[DATA PROVIDED]
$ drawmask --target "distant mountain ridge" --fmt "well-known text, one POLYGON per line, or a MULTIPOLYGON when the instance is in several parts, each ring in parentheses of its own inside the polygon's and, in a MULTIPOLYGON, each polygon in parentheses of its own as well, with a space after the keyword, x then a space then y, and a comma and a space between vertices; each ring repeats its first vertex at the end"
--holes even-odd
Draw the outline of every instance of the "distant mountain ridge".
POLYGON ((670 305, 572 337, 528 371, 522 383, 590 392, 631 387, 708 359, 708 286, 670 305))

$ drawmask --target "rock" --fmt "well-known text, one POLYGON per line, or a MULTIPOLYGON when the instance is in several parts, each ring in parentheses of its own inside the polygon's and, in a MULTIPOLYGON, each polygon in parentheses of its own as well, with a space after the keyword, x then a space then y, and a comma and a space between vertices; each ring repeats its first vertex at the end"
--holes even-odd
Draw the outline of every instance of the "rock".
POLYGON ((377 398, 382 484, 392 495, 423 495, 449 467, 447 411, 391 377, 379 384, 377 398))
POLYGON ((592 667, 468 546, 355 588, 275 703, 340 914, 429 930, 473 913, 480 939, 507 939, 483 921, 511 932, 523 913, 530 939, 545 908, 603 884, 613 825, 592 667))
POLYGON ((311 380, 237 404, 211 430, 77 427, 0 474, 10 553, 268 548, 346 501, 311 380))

[GOAL] Locate each line in the entries above that contains the word "distant" and copy those lines in full.

[RESULT OF THE EXERCISE]
$ drawmask --target "distant mountain ridge" --fmt "well-known text, one POLYGON per line, or a MULTIPOLYGON when the instance is in several parts, each ring in parentheses of its own inside the polygon's and, in a MULTIPOLYGON, each polygon in parentheses of its own as well, with a space after the keyword, x then a space then y, and a comma and a space between vertices; each ring repeats its first vertex at the end"
Draw the outline of every instance of the "distant mountain ridge".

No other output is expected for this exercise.